■ Entries from a dataset:
>> Begin

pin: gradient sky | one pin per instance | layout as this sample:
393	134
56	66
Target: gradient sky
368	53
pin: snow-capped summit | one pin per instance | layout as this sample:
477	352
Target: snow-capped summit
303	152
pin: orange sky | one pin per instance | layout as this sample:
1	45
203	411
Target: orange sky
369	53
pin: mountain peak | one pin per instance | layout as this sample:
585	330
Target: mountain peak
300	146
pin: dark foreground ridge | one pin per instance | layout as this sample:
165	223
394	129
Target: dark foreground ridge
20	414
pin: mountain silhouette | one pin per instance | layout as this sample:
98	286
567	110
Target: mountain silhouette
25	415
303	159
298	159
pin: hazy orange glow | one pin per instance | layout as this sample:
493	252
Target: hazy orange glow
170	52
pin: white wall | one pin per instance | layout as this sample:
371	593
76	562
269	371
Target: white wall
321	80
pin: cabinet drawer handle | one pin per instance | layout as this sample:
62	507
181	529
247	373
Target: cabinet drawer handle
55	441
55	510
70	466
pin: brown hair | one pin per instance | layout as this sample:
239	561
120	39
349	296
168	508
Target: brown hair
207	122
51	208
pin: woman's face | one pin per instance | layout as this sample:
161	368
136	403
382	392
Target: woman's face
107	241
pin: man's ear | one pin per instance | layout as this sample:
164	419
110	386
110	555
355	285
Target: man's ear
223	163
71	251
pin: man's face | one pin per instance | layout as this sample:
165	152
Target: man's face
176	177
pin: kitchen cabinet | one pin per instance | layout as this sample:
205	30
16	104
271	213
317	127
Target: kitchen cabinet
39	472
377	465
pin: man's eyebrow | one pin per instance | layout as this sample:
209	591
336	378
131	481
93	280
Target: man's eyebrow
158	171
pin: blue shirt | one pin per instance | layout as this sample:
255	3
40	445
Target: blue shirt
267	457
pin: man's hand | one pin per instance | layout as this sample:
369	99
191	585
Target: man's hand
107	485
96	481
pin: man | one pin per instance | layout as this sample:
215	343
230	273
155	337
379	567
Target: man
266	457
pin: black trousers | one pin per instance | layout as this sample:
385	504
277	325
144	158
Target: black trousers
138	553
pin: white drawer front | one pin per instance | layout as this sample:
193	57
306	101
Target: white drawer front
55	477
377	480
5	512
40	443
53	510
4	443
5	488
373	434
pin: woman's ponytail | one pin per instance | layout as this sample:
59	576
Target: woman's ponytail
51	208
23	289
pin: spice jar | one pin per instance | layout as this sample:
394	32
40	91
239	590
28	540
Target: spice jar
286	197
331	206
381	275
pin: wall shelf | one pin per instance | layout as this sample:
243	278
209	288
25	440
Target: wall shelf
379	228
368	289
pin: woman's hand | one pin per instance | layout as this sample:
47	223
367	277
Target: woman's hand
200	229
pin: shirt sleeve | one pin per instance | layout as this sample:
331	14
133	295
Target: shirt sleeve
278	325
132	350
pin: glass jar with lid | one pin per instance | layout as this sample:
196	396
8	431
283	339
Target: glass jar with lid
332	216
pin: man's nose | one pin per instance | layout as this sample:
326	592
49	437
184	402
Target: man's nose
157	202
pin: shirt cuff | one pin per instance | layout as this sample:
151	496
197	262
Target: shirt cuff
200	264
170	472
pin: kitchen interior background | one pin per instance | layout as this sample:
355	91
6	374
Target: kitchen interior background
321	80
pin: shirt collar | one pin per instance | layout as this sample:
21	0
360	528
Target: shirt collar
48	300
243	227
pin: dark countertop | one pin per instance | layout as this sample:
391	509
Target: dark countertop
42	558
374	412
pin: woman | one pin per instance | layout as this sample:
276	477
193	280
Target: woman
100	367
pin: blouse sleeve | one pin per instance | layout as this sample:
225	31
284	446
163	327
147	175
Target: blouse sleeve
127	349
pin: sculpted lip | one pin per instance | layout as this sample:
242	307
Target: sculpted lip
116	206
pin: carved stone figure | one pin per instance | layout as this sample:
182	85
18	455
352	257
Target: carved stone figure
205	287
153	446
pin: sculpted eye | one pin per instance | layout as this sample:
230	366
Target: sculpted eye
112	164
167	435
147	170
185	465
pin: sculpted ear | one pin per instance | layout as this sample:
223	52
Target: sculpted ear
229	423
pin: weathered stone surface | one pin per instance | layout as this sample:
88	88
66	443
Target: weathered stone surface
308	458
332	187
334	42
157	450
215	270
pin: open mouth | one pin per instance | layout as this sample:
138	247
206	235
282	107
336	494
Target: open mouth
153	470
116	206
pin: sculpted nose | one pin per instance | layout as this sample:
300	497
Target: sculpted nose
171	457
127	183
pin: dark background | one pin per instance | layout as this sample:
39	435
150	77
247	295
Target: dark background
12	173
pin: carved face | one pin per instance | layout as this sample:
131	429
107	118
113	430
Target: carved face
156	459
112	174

>> End

■ THE PROBLEM: Please write out all the entries above again, swapping "one pin per instance" for "a single pin for each instance" wherever it occurs and leaving everything else the same.

■ ANSWER TO THIS EXERCISE:
pin: gradient sky | a single pin for each instance | layout as this sample:
393	134
56	66
Target: gradient sky
368	53
pin: snow-capped summit | a single pin for each instance | layout as this sample:
477	352
Target: snow-capped summit
303	152
pin: orange sky | a single pin for each instance | layout as this sample:
1	45
203	411
Target: orange sky
369	53
pin: mountain peak | a single pin for each instance | layout as this sample:
585	330
Target: mountain peak
300	146
pin: dark foreground ridge | a single pin for each instance | layout as this sample:
165	223
394	129
Target: dark foreground ridge
20	414
pin: mountain silhouette | a single pin for each instance | layout as this sample:
98	286
567	110
Target: mountain silhouette
25	415
303	159
298	159
pin: hazy orange glow | a single pin for each instance | layout as this sample:
493	252
Target: hazy orange glow
170	52
pin: white wall | a single pin for each instance | layout as this sample:
371	593
76	562
269	371
Target: white wall
321	80
pin: cabinet drawer handle | a single pin for each instance | layout as this sample:
62	507
181	529
247	373
Target: cabinet drawer handle
55	441
55	510
70	466
pin: brown hair | a single pin for each instance | layout as this sample:
239	561
120	39
349	296
168	508
Target: brown hair
207	122
51	208
pin: woman's face | a single pin for each instance | layout as this sample:
161	368
136	403
382	392
Target: woman's face
107	241
pin: man's ear | a single pin for each instance | layout as this sample:
164	419
110	386
110	555
355	285
Target: man's ear
223	163
71	251
pin: man's face | a single pin for each instance | layout as this sample:
165	152
Target: man's face
176	177
pin: kitchen cabinet | a single pin for each instance | layout as this sample:
205	30
16	104
271	213
317	127
Target: kitchen cabinet
39	472
377	465
pin: man's eyebrow | a single pin for each instance | layout as this sample:
209	591
336	378
131	481
93	280
Target: man's eyebrow
158	171
pin: blue shirt | a single pin for each instance | layout as this sample:
255	3
40	445
Target: blue shirt
267	457
pin: man's hand | a single pin for each instance | layout as this sample:
369	99
191	585
Target: man's hand
107	485
96	481
pin: man | a single pin for each instance | layout as this sample:
215	343
230	273
155	337
379	567
Target: man
266	457
pin: black trousers | a single pin for each instance | layout as this sample:
385	504
277	325
144	158
Target: black trousers
138	553
pin: white drawer front | a single pin for each instance | layout as this sample:
193	57
306	101
Target: white drawer front
55	477
377	480
5	512
40	443
53	510
4	443
5	488
373	434
pin: woman's ponytail | a single pin for each instance | layout as this sample:
59	576
Target: woman's ponytail
51	208
23	289
pin: spice jar | a single pin for each instance | layout as this sample:
394	32
40	91
239	590
28	540
Target: spice jar
286	197
331	206
381	275
pin: wall shelf | a single pin for each instance | layout as this sample:
243	278
209	288
25	440
Target: wall shelf
379	228
368	289
pin: woman's hand | a single pin for each instance | layout as this sample:
47	223
367	277
Target: woman's hand
200	229
pin: shirt sleeve | a single pin for each instance | layout as this sample:
331	14
133	295
Target: shirt sleeve
278	325
132	350
pin: glass jar with lid | a single pin for each instance | layout as this sample:
196	396
8	431
283	339
Target: glass jar with lid
332	216
pin: man's nose | a single pin for each instance | layout as this sample:
326	592
49	437
184	402
Target: man's nose
157	202
pin: shirt cuff | a single pin for each instance | layout as this sample:
151	496
197	262
Target: shirt cuff
200	264
170	472
pin: kitchen interior background | a single pin for each instance | layout as this sample:
355	91
6	374
Target: kitchen interior background
321	80
pin: shirt collar | a single pin for each instance | layout as this sample:
21	0
360	528
Target: shirt collar
48	300
243	227
pin: dark countertop | a single pin for each instance | layout as this sample:
391	509
Target: dark countertop
42	558
374	412
pin: woman | a single pin for each instance | layout as this sample:
276	477
193	280
Target: woman
100	367
pin: blouse sleeve | a single pin for each instance | layout as this sample:
225	31
284	446
163	327
147	175
Target: blouse sleeve
127	349
pin: sculpted lip | a single pin for each instance | layout as this sample:
242	307
Target: sculpted lip
116	206
pin: carved stone figure | a single pin for each instance | layout as this sample:
182	85
18	455
352	257
Target: carved stone figure
205	287
153	446
pin: sculpted eye | a single pin for each instance | layout as this sample:
230	366
Target: sculpted eye
112	164
167	435
147	170
185	465
pin: sculpted ear | a single pin for each instance | layout as this sample:
223	52
Target: sculpted ear
229	423
pin: weathered stone surface | a single pin for each instance | layout as this sample:
88	88
66	443
Target: weathered stone surface
308	458
332	187
334	42
157	450
215	270
pin: open mouth | a single pin for each instance | layout as this sample:
138	247
206	235
282	107
336	494
Target: open mouth
153	470
116	206
pin: sculpted nose | a single pin for each instance | layout as this sample:
300	497
Target: sculpted nose
171	457
127	183
pin: dark background | a single pin for each instance | layout as this sample:
39	435
150	77
247	295
Target: dark background
12	173
pin: carved face | a single pin for each instance | layout as this sample:
131	429
107	118
113	430
Target: carved face
156	459
112	174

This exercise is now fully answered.